* _练习题目 1_
清单里哪些行含有字符串“small”？请找出并逐行照抄，大小写须一致。
* _练习题目 2_
下面这篇讲信用卡欺诈检测的文章停在了一段代码中间，你能从它停下的地方接着写下去吗？

【数据挖掘】信贷背景的欺诈检测数据挖掘

项目简介

数据以及相关信息是在Kaggle上获取的

Credit Fraud || Dealing with Imbalanced Datasets | Kaggle

数据介绍

本数据集包含欧洲持卡人在2013年9月中的某两天发生的信用卡交易，其中 284,807 笔交易中有 492 笔欺诈。数据集展现出高度不平衡的性质，正类（欺诈）占所有交易的 0.17%。

df=pd.read_csv('creditcard.csv')

print(len(df[df['Class']==0]),len(df[df["Class"]==1]))
plt.pie([len(df[df['Class']==0]),len(df[df["Class"]==1])],labels=['正常交易','欺诈'],autopct= '%1.2f%%')
plt.show()

整个数据包含Time、Amount、V1、V2、…V28以及Class共31个变量，其中出于保密原因，平台没有提供数据原始信息而是通过PCA处理后得到特征 V1、V2、… V28，唯一没有使用 PCA 转换的特征是时间（Time）和金额（Amount）。特征Time包含每个事务与数据集中第一个事务之间经过的秒数。特征Amount是交易金额，特征Class是响应变量，在欺诈的情况下取值为 1，否则为 0。

观察数据集中30个特征变量的分布情况，结果如图所示。其中蓝色代表非欺诈交易的分布情况，黄色代表欺诈情况的数据分布。可以观察到，除Time以外，其他特征均呈现单峰分布情况，考虑到数据集包含了两天时间的全部交易情况，Time特征在每一天应当也符合单峰分布。此外，可以明显观察到，欺诈与非欺诈在V6,V8,V13,V15,V20~V28这13个变量上分布特征极其相似，在之后的分类过程中，对于分类结果难以作出贡献，并会对分类器的效率造成影响，综合考虑之下，筛去这13个变量。

column=list(df.columns)
fig=plt.figure(figsize=(30,25))
fig.suptitle('Data distribution',fontsize=50)

* _数据摘录_
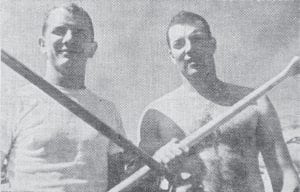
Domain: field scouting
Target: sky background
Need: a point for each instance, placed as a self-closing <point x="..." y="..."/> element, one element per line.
<point x="255" y="40"/>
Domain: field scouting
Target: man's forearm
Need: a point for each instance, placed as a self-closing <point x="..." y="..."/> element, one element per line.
<point x="290" y="181"/>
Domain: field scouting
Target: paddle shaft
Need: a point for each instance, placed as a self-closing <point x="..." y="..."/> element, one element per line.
<point x="211" y="126"/>
<point x="79" y="111"/>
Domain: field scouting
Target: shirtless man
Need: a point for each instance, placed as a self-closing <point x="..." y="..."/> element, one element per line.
<point x="47" y="147"/>
<point x="227" y="160"/>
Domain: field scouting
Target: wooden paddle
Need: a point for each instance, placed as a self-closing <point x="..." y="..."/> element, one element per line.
<point x="291" y="70"/>
<point x="80" y="111"/>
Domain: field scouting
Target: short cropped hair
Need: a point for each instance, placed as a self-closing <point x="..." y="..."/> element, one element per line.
<point x="185" y="17"/>
<point x="73" y="9"/>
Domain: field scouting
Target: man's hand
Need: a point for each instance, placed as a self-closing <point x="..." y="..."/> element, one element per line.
<point x="169" y="151"/>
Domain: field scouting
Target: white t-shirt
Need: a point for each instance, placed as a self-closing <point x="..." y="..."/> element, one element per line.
<point x="50" y="149"/>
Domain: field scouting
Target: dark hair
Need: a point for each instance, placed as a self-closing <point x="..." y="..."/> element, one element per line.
<point x="74" y="10"/>
<point x="185" y="17"/>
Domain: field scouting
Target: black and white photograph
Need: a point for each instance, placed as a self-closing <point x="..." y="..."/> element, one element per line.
<point x="150" y="96"/>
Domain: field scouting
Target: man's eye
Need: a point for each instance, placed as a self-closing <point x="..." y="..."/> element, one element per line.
<point x="198" y="39"/>
<point x="59" y="31"/>
<point x="178" y="44"/>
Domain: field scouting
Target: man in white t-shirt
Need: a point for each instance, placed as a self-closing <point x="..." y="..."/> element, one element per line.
<point x="47" y="148"/>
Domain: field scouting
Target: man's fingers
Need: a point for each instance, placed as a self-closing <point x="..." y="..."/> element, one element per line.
<point x="185" y="149"/>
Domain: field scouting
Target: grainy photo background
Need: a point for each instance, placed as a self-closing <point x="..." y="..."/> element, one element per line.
<point x="255" y="41"/>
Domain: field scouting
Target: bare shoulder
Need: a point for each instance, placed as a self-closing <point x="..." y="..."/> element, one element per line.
<point x="263" y="104"/>
<point x="237" y="92"/>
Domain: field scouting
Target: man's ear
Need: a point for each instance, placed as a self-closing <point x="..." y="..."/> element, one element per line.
<point x="90" y="49"/>
<point x="213" y="45"/>
<point x="42" y="45"/>
<point x="172" y="56"/>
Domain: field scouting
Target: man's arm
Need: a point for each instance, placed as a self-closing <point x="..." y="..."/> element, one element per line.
<point x="274" y="150"/>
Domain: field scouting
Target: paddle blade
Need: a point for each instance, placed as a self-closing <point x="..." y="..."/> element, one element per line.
<point x="293" y="68"/>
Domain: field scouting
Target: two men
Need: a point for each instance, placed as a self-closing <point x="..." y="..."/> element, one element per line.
<point x="227" y="160"/>
<point x="50" y="149"/>
<point x="47" y="147"/>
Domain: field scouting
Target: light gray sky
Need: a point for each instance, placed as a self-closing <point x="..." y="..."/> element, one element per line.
<point x="255" y="41"/>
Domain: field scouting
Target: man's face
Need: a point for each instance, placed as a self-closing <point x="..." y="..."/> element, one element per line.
<point x="65" y="42"/>
<point x="190" y="49"/>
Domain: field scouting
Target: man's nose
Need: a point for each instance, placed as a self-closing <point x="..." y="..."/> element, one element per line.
<point x="68" y="36"/>
<point x="187" y="49"/>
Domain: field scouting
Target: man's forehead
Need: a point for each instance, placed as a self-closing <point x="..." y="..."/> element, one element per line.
<point x="179" y="30"/>
<point x="62" y="16"/>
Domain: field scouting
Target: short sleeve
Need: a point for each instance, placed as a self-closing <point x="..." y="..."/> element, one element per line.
<point x="114" y="148"/>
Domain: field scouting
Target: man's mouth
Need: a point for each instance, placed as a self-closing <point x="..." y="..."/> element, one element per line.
<point x="69" y="51"/>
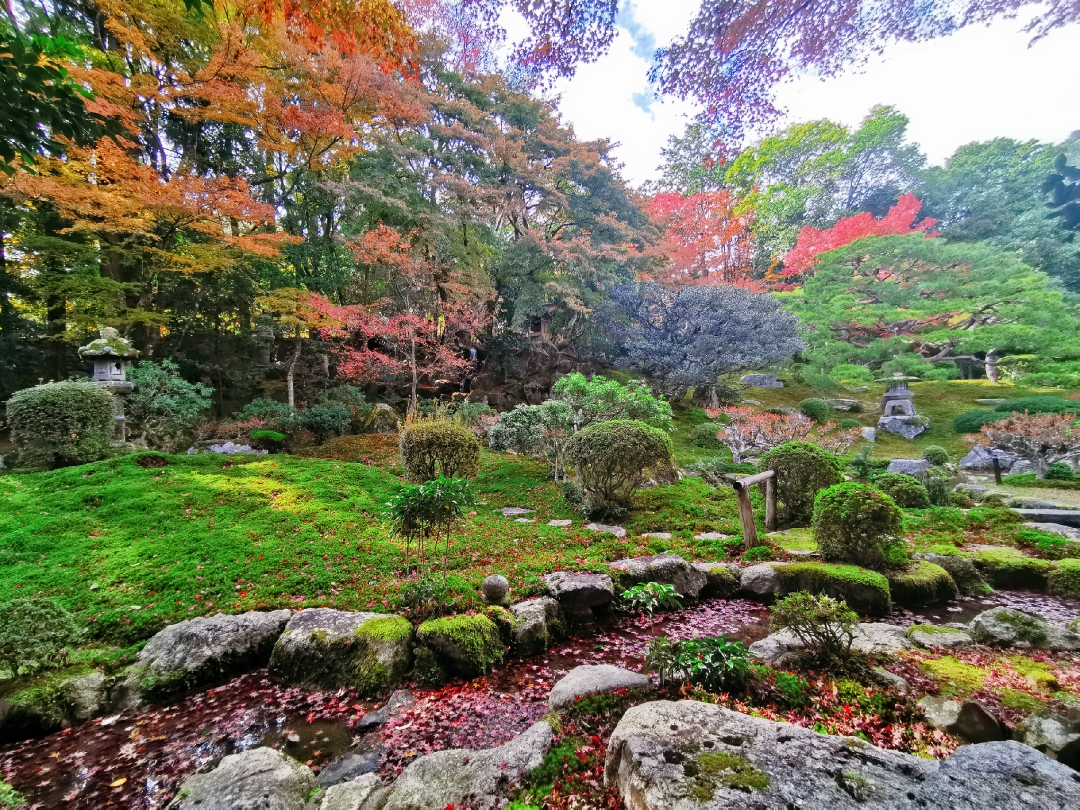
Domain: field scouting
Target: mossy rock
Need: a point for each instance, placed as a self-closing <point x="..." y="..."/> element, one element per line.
<point x="325" y="648"/>
<point x="51" y="701"/>
<point x="470" y="645"/>
<point x="864" y="591"/>
<point x="1064" y="580"/>
<point x="1004" y="567"/>
<point x="920" y="584"/>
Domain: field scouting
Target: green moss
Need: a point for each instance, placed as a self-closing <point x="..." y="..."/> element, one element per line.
<point x="1065" y="579"/>
<point x="1008" y="568"/>
<point x="475" y="642"/>
<point x="863" y="590"/>
<point x="386" y="629"/>
<point x="921" y="583"/>
<point x="955" y="677"/>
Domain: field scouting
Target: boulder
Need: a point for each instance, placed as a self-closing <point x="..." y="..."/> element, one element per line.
<point x="932" y="636"/>
<point x="721" y="579"/>
<point x="760" y="582"/>
<point x="873" y="638"/>
<point x="326" y="648"/>
<point x="967" y="719"/>
<point x="495" y="589"/>
<point x="470" y="645"/>
<point x="580" y="593"/>
<point x="536" y="623"/>
<point x="201" y="651"/>
<point x="1055" y="737"/>
<point x="259" y="779"/>
<point x="1006" y="628"/>
<point x="463" y="778"/>
<point x="687" y="755"/>
<point x="669" y="569"/>
<point x="905" y="427"/>
<point x="601" y="528"/>
<point x="761" y="380"/>
<point x="982" y="458"/>
<point x="593" y="679"/>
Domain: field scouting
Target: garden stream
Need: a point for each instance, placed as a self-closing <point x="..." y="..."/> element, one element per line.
<point x="138" y="760"/>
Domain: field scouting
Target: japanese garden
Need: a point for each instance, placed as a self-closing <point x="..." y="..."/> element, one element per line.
<point x="372" y="440"/>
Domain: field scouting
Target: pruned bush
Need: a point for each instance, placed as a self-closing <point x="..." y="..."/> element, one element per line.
<point x="61" y="423"/>
<point x="431" y="448"/>
<point x="906" y="490"/>
<point x="825" y="625"/>
<point x="35" y="635"/>
<point x="854" y="523"/>
<point x="802" y="470"/>
<point x="814" y="408"/>
<point x="935" y="455"/>
<point x="610" y="459"/>
<point x="705" y="435"/>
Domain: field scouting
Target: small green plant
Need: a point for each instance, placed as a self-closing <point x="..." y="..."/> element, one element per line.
<point x="648" y="596"/>
<point x="713" y="663"/>
<point x="814" y="408"/>
<point x="35" y="635"/>
<point x="825" y="625"/>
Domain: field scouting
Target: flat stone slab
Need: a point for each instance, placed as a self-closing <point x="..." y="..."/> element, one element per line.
<point x="601" y="528"/>
<point x="593" y="679"/>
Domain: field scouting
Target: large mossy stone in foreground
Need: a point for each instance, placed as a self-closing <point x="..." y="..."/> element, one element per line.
<point x="471" y="645"/>
<point x="921" y="583"/>
<point x="325" y="648"/>
<point x="864" y="591"/>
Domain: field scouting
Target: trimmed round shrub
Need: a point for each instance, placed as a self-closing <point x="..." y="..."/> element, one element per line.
<point x="61" y="423"/>
<point x="1060" y="471"/>
<point x="906" y="490"/>
<point x="802" y="470"/>
<point x="704" y="435"/>
<point x="935" y="455"/>
<point x="971" y="421"/>
<point x="817" y="409"/>
<point x="610" y="459"/>
<point x="430" y="448"/>
<point x="854" y="523"/>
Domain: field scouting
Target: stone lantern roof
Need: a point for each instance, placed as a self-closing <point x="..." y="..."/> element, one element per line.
<point x="109" y="345"/>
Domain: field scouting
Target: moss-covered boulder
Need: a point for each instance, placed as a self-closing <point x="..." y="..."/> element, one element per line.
<point x="470" y="645"/>
<point x="921" y="583"/>
<point x="864" y="591"/>
<point x="1064" y="580"/>
<point x="51" y="701"/>
<point x="325" y="648"/>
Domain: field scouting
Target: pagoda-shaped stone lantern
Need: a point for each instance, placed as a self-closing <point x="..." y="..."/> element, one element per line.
<point x="899" y="416"/>
<point x="110" y="354"/>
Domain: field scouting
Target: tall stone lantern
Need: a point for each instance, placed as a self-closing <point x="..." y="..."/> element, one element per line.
<point x="110" y="354"/>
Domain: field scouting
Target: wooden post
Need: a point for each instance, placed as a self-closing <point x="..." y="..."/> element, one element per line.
<point x="746" y="510"/>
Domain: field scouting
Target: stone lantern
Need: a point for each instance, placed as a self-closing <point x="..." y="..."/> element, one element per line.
<point x="110" y="354"/>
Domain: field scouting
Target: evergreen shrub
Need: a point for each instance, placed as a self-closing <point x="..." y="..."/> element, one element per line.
<point x="802" y="470"/>
<point x="854" y="523"/>
<point x="906" y="490"/>
<point x="62" y="423"/>
<point x="448" y="446"/>
<point x="610" y="459"/>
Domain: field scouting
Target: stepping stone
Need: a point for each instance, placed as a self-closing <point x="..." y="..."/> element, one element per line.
<point x="711" y="536"/>
<point x="619" y="531"/>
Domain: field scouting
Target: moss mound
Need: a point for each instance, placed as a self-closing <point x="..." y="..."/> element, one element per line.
<point x="1065" y="579"/>
<point x="921" y="583"/>
<point x="471" y="645"/>
<point x="1006" y="567"/>
<point x="864" y="591"/>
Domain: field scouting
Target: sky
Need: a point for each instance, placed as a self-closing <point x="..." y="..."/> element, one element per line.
<point x="980" y="83"/>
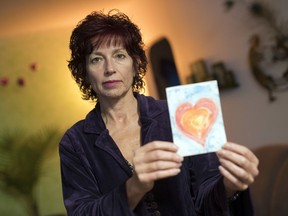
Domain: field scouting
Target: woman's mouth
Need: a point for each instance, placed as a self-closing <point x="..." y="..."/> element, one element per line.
<point x="111" y="83"/>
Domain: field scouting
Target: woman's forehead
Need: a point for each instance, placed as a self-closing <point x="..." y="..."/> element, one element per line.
<point x="107" y="41"/>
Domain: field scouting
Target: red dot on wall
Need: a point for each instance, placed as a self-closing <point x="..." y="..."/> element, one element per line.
<point x="4" y="81"/>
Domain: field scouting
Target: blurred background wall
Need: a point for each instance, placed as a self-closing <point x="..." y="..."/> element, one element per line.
<point x="34" y="38"/>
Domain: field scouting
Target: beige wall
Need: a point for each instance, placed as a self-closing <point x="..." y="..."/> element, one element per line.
<point x="197" y="29"/>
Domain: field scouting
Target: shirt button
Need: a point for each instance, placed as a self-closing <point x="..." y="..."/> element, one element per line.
<point x="156" y="213"/>
<point x="153" y="205"/>
<point x="149" y="197"/>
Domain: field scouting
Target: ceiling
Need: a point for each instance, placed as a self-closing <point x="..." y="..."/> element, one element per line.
<point x="18" y="16"/>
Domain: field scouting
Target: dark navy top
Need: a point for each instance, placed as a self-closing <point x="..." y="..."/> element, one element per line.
<point x="94" y="172"/>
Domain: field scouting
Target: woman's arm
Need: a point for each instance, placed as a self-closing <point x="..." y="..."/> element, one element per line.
<point x="82" y="195"/>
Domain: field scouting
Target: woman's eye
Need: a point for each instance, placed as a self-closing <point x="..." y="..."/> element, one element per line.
<point x="120" y="56"/>
<point x="96" y="60"/>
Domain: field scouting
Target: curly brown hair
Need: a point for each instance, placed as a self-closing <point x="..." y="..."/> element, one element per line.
<point x="97" y="29"/>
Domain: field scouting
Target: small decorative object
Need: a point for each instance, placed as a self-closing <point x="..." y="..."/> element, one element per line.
<point x="225" y="78"/>
<point x="268" y="60"/>
<point x="34" y="66"/>
<point x="199" y="73"/>
<point x="4" y="81"/>
<point x="21" y="81"/>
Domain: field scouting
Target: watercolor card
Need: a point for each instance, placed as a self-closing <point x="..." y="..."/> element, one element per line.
<point x="196" y="117"/>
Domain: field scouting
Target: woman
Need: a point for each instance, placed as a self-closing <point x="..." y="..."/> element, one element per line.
<point x="120" y="160"/>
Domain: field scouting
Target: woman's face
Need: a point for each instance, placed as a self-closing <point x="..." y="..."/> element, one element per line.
<point x="110" y="71"/>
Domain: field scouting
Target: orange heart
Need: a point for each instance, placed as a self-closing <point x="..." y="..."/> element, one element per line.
<point x="196" y="121"/>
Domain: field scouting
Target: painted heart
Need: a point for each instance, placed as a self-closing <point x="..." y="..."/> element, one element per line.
<point x="196" y="121"/>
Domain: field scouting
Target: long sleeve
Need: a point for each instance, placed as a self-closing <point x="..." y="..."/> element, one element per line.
<point x="81" y="191"/>
<point x="208" y="189"/>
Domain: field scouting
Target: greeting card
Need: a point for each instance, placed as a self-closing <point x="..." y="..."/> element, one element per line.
<point x="196" y="117"/>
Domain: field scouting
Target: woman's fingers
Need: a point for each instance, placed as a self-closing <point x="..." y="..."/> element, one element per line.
<point x="157" y="160"/>
<point x="239" y="166"/>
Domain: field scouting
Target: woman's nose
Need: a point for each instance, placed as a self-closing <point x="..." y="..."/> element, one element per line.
<point x="109" y="67"/>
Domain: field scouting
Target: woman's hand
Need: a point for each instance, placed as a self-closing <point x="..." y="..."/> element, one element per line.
<point x="153" y="161"/>
<point x="239" y="166"/>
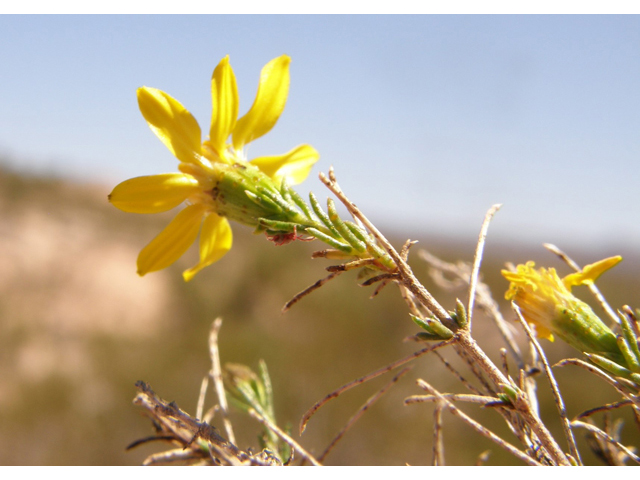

* _参考答案 1_
Target: small green plant
Target: small decorative object

* _参考答案 2_
for i in range(30):
    plt.subplot(6,5,i+1)
    sns.distplot(df[df['Class']==0][column[i]],label='Non Fraud',bins=100)
    sns.distplot(df[df['Class']==1][column[i]],label='Fraud',bins=50)
lines, labels = fig.axes[-1].get_legend_handles_labels()
fig.legend(lines, labels, loc = 'upper right',fontsize=20)

数据预处理

数据标准化

由于V1~V28这28个特征经过PCA处理后已经被归一化，具有零均值的特征，因此需要对时间以及数量两个特征进行标准化处理。数量特征的箱线图如图所示，有较多的离群点，为了防止标准化收到离群值较大影响，采用sklearn的RobustScaler标准化处理器进行标准化处理。

sns.boxplot(x=df['Amount'], y=None, hue=None, data=None, 
            order=None, hue_order=None, orient=None, 
            color=None, palette=None, saturation=0.75, 
            width=0.8, dodge=True, fliersize=5, 
            linewidth=None, whis=1.5, ax=None)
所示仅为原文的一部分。